[DOCUMENT TEXT]
▬▬▬

Party like it’s 1599

And so begins yet another day where we have no idea what the world will bring us. But let’s have a crack anyway. At the top of the list of today’s thoughts is whether a contraction in global credit means there will be fewer good investment opportunities. Without an ocean of credit to float on, good businesses will have to sink or swim on their own merits.

But first, here is something that looks like it might be good news for the trader types. Australia is going to get its own “fear gauge.” The ASX told newswires it’s coming out with an index modelled on the Chicago Board Option Exchange’s infamous VIX index. The VIX measures options activity on big U.S. stocks to tell you what the demand for puts and calls in.

Options, even though technically they carry the scary name of derivatives (since they derive their value from the underlying security upon which they’re based), are actually a basic kind of insurance. There are sensible and clever ways to use them to hedge against your risk in a position. And there not-so-clever and not-so-sensible ways to speculate with them.

▬▬▬

[DATA PROVIDED]
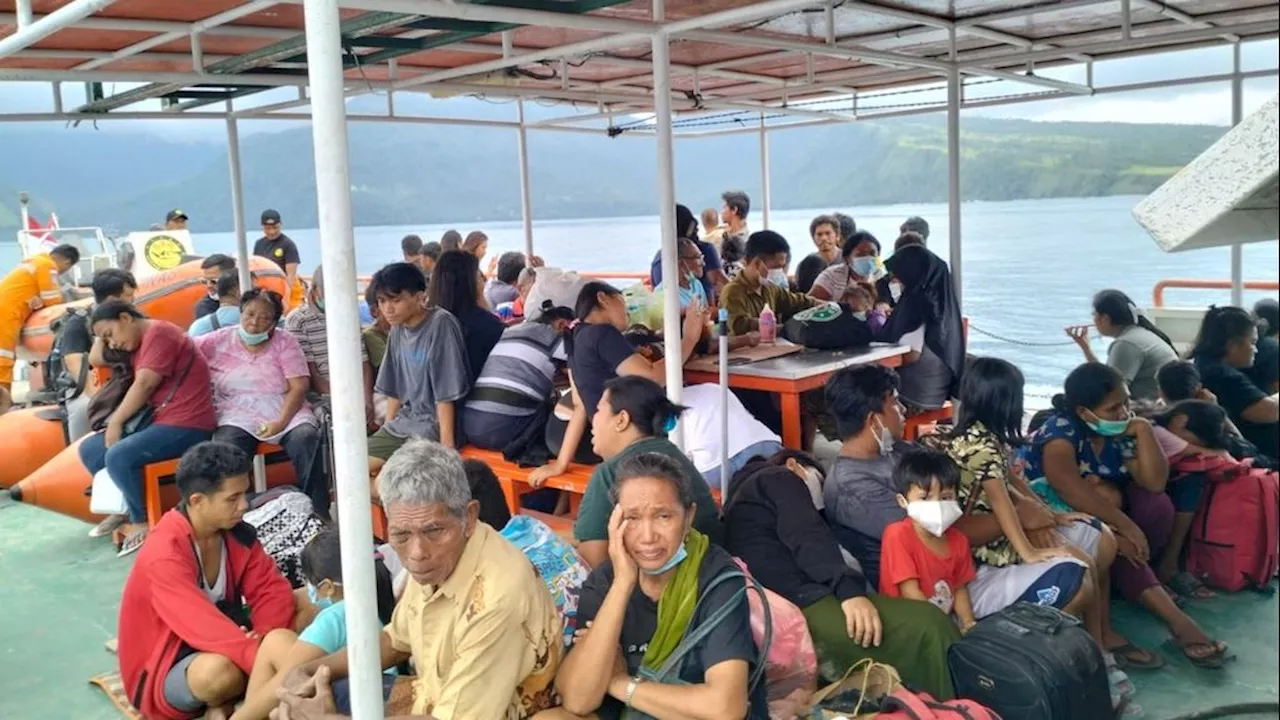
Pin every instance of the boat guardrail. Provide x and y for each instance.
(1157, 291)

▬▬▬

[INSTRUCTIONS]
a) For the market commentary, say whether each statement agrees with it. Answer yes or no for each, and quote the deciding words.
(i) The ASX's new index is modelled on the Chicago Board Option Exchange's VIX index.
(ii) Options are described as a basic kind of insurance.
(iii) Good businesses will be able to keep floating on an ocean of credit.
b) According to the market commentary, what is Australia going to get?

[SOLUTIONS BELOW]
a)
(i) Yes: "an index modelled on the Chicago Board Option Exchange’s infamous VIX index"
(ii) Yes: "are actually a basic kind of insurance"
(iii) No: "Without an ocean of credit to float on, good businesses will have to sink or swim on their own merits."

b) Its own “fear gauge.”